» Set problem: Before the records, select and copy each line that contains the string "hair". Case counts.

------------------------------------------------

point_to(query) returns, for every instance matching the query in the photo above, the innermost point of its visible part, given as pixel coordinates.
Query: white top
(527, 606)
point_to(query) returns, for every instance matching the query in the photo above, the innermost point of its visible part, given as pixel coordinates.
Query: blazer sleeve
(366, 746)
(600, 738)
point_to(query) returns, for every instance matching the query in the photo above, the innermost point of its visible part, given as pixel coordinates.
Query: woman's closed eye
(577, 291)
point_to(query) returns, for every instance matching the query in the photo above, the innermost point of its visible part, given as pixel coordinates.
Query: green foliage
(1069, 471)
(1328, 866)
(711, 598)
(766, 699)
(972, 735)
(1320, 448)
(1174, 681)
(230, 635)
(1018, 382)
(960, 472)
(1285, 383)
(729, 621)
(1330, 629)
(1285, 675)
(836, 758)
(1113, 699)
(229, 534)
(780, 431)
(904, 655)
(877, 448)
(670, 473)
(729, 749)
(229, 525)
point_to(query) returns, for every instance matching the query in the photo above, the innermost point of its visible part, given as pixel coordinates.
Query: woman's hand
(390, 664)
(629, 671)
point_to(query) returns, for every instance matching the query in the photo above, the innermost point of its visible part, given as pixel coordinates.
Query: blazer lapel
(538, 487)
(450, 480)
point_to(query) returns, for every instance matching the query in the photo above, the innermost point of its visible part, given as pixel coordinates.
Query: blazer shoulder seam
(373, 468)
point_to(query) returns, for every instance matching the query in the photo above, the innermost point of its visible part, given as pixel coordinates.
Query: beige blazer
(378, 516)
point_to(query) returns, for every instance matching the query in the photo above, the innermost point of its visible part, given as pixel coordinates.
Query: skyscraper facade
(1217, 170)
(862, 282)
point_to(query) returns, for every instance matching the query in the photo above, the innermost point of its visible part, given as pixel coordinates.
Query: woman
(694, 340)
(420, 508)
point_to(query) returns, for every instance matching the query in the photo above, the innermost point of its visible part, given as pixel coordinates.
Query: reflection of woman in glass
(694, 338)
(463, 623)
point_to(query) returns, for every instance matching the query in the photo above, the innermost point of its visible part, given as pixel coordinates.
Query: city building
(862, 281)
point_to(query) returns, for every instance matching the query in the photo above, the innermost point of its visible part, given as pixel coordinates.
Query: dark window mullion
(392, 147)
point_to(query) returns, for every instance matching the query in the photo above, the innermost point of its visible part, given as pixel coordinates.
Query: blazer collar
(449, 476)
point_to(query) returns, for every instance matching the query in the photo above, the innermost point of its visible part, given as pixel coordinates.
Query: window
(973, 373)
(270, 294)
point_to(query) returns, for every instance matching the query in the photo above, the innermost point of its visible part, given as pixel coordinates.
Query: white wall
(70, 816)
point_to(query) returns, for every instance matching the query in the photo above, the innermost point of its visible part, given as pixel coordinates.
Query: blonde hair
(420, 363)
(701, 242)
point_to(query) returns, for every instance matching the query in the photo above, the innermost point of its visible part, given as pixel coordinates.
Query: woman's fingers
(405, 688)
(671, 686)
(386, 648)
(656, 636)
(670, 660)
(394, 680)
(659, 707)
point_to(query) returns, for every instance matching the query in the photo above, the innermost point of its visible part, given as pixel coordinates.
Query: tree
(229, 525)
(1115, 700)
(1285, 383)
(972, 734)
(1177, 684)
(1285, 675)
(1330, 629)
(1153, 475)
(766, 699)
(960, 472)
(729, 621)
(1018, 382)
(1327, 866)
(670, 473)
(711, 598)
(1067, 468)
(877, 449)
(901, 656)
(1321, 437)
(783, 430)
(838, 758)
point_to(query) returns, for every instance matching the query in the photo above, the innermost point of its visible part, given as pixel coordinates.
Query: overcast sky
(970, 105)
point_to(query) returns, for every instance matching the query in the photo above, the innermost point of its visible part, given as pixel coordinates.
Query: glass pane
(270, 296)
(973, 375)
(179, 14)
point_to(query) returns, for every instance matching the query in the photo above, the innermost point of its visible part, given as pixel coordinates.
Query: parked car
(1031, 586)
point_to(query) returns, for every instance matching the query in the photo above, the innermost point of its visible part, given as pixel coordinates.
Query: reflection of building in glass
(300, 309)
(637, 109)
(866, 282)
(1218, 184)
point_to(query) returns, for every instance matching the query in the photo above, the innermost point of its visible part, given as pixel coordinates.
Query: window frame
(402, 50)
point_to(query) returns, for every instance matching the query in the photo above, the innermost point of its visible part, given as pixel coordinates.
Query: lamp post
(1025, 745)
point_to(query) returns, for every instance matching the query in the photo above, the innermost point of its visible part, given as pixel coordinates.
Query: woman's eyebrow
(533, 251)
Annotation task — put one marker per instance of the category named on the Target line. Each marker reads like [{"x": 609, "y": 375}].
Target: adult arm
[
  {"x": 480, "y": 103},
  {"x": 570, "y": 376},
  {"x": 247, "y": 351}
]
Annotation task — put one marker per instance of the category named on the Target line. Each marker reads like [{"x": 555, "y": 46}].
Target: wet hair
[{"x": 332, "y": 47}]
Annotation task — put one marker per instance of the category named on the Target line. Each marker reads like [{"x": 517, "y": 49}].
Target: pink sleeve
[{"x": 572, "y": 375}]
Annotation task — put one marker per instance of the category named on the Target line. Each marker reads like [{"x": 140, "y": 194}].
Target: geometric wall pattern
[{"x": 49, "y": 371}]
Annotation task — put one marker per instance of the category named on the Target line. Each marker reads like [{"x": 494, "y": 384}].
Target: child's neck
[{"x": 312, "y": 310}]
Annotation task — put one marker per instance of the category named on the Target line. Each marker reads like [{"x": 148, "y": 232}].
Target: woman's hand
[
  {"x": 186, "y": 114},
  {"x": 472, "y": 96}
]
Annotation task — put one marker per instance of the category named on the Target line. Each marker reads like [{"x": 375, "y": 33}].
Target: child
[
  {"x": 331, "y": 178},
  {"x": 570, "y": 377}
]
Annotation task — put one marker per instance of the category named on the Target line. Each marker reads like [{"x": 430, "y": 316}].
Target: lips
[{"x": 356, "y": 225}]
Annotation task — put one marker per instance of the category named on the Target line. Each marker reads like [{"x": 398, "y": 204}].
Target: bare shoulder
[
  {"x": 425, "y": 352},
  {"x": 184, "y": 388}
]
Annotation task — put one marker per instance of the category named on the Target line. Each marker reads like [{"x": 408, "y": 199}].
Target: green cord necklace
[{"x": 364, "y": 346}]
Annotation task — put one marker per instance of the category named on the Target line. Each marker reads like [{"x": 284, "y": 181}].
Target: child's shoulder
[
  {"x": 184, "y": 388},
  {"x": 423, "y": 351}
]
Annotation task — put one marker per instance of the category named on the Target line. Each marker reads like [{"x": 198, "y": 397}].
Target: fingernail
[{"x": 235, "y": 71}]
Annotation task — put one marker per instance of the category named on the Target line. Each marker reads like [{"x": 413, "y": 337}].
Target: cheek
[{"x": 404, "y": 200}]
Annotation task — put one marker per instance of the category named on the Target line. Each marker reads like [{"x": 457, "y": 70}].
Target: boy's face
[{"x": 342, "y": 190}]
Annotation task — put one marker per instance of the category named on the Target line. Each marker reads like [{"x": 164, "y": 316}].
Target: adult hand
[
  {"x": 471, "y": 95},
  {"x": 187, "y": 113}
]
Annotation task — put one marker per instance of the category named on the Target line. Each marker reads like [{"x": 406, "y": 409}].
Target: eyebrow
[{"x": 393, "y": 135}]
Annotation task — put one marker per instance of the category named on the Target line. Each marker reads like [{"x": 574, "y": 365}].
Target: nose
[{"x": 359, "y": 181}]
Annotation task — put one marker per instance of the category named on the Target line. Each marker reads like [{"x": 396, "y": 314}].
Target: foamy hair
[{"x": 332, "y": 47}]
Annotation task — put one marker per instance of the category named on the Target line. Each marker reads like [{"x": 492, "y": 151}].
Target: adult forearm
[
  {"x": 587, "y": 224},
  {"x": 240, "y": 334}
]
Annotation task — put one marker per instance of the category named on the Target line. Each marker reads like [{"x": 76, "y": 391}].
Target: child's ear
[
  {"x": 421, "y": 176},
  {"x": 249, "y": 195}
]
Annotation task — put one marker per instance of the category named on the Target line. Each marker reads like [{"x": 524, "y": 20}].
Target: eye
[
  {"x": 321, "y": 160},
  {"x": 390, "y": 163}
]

------------------------------------------------

» Expected answer:
Query: blonde hair
Target: wet hair
Target: foamy hair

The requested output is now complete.